---- Page text
Equitable allocation

The focus of ‘Fisheries Management Through Regional Fisheries Organizations’, said Michael Lodge, Legal Counsel, International Seabed Authority and Head of the Preparatory Conference for the Western and Pacific Fisheries Convention, was on the need to reform the existing organizations in terms of major challenges, how to apply ecosystem-based management, ensure equitable allocation and deal with free riders or non-members. High-seas property rights were seen as a possibility for overcoming management difficulties, while UN proposals on high-seas property rights and trade measures could be used to deal with free riders.

Jonathan Peacey, Chief Policy Analyst, Ministry of Fisheries, New Zealand, summarizing the ‘Ecosystems and Oceans Policy’ theme, said it is imperative to incorporate ecosystem management into fisheries management. Ecosystems were dynamic, not static. Though changes were needed in institutional arrangements, costs would be problematic. Interaction with stakeholders was part of the process.

On the theme of aquaculture, Gunnar Knapp questioned the potential for economic development, especially with rapid economic change. How do we address environmental externalities? Associated problems are those of depressed world agriculture prices and trade conflicts. Finally, no capture fisheries will escape the impacts of aquaculture.

On the future paths for RBM, Jon Sutinen, Department of Enviromental and Natural Resource Economics, University of Rhode Island, said that we are learning more of the experience of ‘strengthening the rights’ (Peter Pearce) or ‘closing the commons’ (Bjorn Hersoug of the Norwegian College of Fisheries Science, University of Tromsø). Surprisingly, it was confessed that delegates do not have a good understanding of the opposition to strengthening RBM. There was discussion of institutional building and the design and implementation of new institutions, integrating non-commercial and non-extractive stakeholders in stronger RBM. There is tension in choosing between the government and the market in an either/or situation, but markets are social constructs for resolving conflict.

The mini-seminar on management of Pacific Islands fisheries showed their diversity, the extent of problems and interests shared, and the potential for development. Speakers talked of the widespread desire to develop local industries rationally and sustainably, that all those who fish in the Forum Fisheries Region, both local and foreign fleets, should play by the rules, while ensuring compliance and equitable returns from the resource. There is a need for developing regional co-operation by sharing access rights, and greater assistance required in management planning and training human resources.

The perspective on fisheries in the global economy, which I got from the conference, was one of rapid development of a ‘rights-based’ management where the essential ‘rights’ concerned are those of private or corporate ownership and where market values dominate. Indeed, ‘rights-based’ management, in keeping with other major global trends such as globalization, corporatization and liberalization, is being promoted as the solution to problems in fisheries management regionally, nationally and internationally. The explosive growth of aquaculture has been facilitated by being market driven and is even expected to influence the management of capture fisheries. Projections of present trends indicate that most growth in fisheries, especially in aquaculture, will occur in the developing world, particularly in China.

While co-managementin the sense of governments and local communities bearing a joint responsibilityand the aquacultural production of low-value species, do offer some hope for some of the world’s poor, just what the consequences will be for the majority of the world’s small-scale fishers and the communities that both support and depend on them was, however, an externality not generally considered.

In the end, IIFET2002 has strengthened, rather than alleviated, my concerns for the environmental and social aspects of fisheries.
--------
Work request A:
In the fisheries report, what is Jonathan Peacey's position?
Work request B:
Retype the part of the fisheries report that begins at the words "The perspective on" and ends after "particularly in China.".
The entries aren't needed for any of this.
---- Information provided
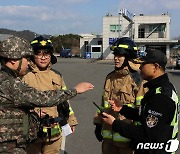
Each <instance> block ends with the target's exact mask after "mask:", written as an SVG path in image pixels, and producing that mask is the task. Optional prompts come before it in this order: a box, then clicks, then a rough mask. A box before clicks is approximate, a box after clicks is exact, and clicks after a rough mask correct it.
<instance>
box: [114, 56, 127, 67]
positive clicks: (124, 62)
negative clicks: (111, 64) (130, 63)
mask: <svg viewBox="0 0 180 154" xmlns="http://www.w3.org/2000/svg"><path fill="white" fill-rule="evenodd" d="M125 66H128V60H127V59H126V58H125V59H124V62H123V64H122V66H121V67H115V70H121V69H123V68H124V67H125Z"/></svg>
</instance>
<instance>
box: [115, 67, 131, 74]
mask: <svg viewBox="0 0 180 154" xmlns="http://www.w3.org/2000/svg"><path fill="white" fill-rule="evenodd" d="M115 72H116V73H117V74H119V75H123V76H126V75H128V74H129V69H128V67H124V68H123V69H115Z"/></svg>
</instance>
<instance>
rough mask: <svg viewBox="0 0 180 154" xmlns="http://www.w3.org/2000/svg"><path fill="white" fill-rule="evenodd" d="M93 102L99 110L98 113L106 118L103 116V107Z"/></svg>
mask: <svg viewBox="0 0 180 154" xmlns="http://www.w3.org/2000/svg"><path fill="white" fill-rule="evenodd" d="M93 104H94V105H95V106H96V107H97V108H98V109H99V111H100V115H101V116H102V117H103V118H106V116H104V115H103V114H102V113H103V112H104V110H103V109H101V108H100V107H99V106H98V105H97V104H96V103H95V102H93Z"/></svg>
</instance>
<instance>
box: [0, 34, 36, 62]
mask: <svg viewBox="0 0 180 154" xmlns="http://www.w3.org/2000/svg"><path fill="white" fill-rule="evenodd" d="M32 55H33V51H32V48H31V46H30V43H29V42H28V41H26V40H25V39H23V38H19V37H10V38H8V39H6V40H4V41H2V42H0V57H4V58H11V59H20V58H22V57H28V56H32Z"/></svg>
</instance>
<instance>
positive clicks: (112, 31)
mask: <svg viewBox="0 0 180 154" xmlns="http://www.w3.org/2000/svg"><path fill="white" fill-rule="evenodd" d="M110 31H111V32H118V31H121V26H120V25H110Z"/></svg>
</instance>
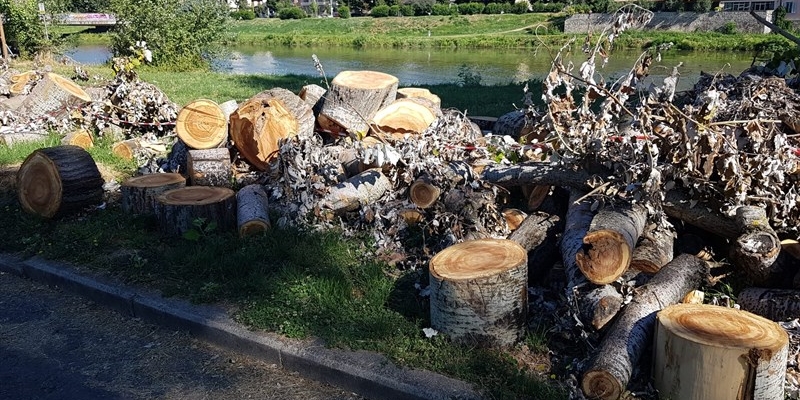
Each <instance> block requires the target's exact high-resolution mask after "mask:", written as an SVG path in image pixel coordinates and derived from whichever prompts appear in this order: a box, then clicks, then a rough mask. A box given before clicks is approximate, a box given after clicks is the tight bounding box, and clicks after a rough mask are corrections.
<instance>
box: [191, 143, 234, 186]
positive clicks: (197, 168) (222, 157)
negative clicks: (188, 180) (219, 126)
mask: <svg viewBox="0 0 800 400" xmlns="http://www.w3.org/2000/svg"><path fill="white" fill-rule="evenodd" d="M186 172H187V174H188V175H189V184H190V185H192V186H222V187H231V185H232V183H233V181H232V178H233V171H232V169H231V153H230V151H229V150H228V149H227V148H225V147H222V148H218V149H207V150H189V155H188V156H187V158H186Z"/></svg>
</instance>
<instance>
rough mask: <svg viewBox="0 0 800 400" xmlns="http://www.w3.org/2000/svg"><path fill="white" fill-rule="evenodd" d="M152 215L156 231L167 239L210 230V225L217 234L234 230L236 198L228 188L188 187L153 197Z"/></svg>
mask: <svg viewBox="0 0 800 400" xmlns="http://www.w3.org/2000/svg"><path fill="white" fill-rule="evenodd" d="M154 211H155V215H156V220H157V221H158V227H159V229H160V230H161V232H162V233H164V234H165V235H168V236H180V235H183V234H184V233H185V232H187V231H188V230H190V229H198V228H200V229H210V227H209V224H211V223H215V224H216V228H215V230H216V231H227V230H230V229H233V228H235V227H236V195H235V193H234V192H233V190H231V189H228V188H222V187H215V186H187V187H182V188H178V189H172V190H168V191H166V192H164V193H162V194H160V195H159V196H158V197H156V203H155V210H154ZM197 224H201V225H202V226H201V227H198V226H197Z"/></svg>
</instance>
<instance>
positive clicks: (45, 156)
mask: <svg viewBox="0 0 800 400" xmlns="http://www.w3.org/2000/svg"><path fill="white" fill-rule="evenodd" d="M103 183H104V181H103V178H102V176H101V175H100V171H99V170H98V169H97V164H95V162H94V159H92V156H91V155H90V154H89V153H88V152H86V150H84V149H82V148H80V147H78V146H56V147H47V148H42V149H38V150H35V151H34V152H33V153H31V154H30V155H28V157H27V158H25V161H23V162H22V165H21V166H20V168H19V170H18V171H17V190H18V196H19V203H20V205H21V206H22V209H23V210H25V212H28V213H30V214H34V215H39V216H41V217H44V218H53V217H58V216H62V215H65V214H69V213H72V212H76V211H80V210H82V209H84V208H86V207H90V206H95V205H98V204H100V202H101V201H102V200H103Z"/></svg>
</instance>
--------
Problem solution A:
Chief Policy Analyst, Ministry of Fisheries, New Zealand.

Problem solution B:
The perspective on fisheries in the global economy, which I got from the conference, was one of rapid development of a ‘rights-based’ management where the essential ‘rights’ concerned are those of private or corporate ownership and where market values dominate. Indeed, ‘rights-based’ management, in keeping with other major global trends such as globalization, corporatization and liberalization, is being promoted as the solution to problems in fisheries management regionally, nationally and internationally. The explosive growth of aquaculture has been facilitated by being market driven and is even expected to influence the management of capture fisheries. Projections of present trends indicate that most growth in fisheries, especially in aquaculture, will occur in the developing world, particularly in China.